▸ **PROBLEM**
The exercise calls for every entry that follows to be repeated exactly.

##### MATERIAL TO PROCESS #####

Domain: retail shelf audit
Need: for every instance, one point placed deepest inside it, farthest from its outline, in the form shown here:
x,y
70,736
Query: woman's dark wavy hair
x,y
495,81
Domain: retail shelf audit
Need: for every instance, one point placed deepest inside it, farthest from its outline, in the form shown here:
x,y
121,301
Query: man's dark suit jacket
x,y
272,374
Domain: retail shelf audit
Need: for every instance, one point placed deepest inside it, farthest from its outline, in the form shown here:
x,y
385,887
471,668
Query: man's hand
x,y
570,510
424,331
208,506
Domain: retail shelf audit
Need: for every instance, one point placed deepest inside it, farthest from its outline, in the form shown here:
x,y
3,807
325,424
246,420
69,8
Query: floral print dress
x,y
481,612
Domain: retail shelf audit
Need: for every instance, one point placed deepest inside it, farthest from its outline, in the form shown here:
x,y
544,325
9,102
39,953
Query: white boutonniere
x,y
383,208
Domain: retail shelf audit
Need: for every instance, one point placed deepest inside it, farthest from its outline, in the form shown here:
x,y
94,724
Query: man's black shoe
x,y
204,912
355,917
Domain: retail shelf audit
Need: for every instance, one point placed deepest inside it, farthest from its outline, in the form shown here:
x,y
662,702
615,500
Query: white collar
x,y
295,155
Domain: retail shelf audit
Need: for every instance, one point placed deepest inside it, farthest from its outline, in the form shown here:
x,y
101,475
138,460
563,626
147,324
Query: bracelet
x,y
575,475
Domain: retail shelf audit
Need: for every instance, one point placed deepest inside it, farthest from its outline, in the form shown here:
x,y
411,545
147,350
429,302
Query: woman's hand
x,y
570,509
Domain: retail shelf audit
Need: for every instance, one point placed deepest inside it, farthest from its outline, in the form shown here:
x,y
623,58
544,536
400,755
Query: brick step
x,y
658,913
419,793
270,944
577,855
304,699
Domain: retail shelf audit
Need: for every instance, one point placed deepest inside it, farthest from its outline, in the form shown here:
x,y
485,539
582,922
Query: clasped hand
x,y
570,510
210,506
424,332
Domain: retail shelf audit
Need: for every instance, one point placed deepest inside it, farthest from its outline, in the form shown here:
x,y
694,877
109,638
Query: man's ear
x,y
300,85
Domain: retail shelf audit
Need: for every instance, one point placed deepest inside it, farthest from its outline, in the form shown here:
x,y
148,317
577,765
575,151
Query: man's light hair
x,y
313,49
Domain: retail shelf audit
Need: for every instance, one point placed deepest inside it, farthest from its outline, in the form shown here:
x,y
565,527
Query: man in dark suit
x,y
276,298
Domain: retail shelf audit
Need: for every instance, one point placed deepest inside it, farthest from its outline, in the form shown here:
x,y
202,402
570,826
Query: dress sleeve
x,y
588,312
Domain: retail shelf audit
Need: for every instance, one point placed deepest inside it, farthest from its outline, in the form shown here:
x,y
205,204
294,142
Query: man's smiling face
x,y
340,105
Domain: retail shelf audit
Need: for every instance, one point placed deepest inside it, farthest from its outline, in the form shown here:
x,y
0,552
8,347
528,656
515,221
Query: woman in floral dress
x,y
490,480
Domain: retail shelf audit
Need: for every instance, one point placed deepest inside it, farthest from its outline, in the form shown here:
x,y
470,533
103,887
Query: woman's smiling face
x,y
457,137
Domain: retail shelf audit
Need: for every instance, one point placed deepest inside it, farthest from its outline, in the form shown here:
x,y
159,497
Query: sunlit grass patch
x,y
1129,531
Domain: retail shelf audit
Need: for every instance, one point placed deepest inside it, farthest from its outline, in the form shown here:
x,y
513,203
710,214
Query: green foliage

#####

▸ **EXERCISE ANSWER**
Domain: retail shelf audit
Need: for every instance, one point placed deepest inside it, farthest from its outline, in the form shown here:
x,y
70,736
Query: woman's dark wavy hair
x,y
495,81
Domain: retail shelf audit
Need: for every instance, one point placed deepest inside it, farthest from its outline, in the form shown here:
x,y
121,301
Query: man's dark suit jacket
x,y
272,374
Domain: retail shelf audit
Need: for every instance, one point placed deepest inside it, farthest from its outline, in the form shown here:
x,y
385,887
471,668
Query: man's hand
x,y
570,510
424,331
208,506
Domain: retail shelf audit
Need: for every instance, one point placed deepest inside it, farthest from its outline, in the form shown here:
x,y
3,807
325,424
246,420
69,8
Query: floral print dress
x,y
481,612
Domain: retail shelf audit
Need: for every instance, one point placed deepest inside it, farthest from its outline, in the form shown here:
x,y
544,325
9,102
39,953
Query: white boutonniere
x,y
383,208
Domain: retail shelf audit
Need: for every instance, one point placed deepest inside it, farthest from its outline, in the form shown here:
x,y
94,724
Query: man's black shoe
x,y
204,912
355,917
Domain: retail shelf audit
Need: for every instance, one point placed deepest inside it, farthest from its outline, in the form shown here:
x,y
662,702
615,500
Query: white collar
x,y
295,155
Domain: retail shelf audit
Need: for every instance, one point placed deepest inside it, farthest from its outline, in the form shown here:
x,y
101,475
138,460
563,626
147,324
Query: bracelet
x,y
575,475
Domain: retail shelf audit
Need: for every instance, one point placed deepest inside it, farthest from its outline, in the form shown here:
x,y
411,545
147,350
429,302
Query: woman's hand
x,y
570,509
Domain: retail shelf audit
Need: for every instance, one point placed deepest inside it, farthest from its outline, in the form shown here:
x,y
623,58
544,536
400,755
Query: brick step
x,y
658,913
419,793
270,944
577,855
304,699
Domain: retail shelf audit
Need: for every instance, one point placed deepest inside it, farthest from its outline, in the form shown here:
x,y
485,539
582,922
Query: clasped hand
x,y
570,510
210,506
424,332
Domain: retail shelf audit
Need: for every instance, one point placed deepest inside it, farthest from its outline, in the form shown here:
x,y
694,877
109,638
Query: man's ear
x,y
300,85
Domain: retail shelf audit
Need: for every instance, one point placed deepest inside it, farthest from its outline, in the form shown here:
x,y
148,317
577,765
575,151
Query: man's light hair
x,y
313,49
Domain: retail shelf audit
Need: for every instance, one point placed deepest inside it, farthest from its outline, in the form shown here:
x,y
565,527
Query: man in dark suit
x,y
276,298
Domain: retail shelf audit
Need: for every instance, one point placed deepest inside it, farthest from its outline, in the form shown here:
x,y
202,402
570,826
Query: dress sleeve
x,y
588,312
Domain: retail shelf audit
Need: for every instance, one point placed deepest inside it, farthest from its outline, in the form shown here:
x,y
205,204
294,142
Query: man's smiling face
x,y
340,105
Domain: retail shelf audit
Need: for every instance, one point placed deepest inside it, farthest from its outline, in the form shown here:
x,y
0,552
8,347
528,656
515,221
Query: woman in floral dress
x,y
490,480
Domain: retail shelf audit
Need: for every instance, one point placed deepest inside it, farthest from its outline, in the form shown here:
x,y
470,533
103,887
Query: woman's smiling face
x,y
457,137
Domain: retail shelf audit
Need: for every instance, one point placed deepest inside it, farthest from its outline, in the form shown here:
x,y
159,497
Query: sunlit grass patch
x,y
1129,531
Domain: retail shelf audit
Need: for every instance, one point placed deepest inside it, farthest from its outline, in the form shown here:
x,y
513,203
710,214
Query: green foliage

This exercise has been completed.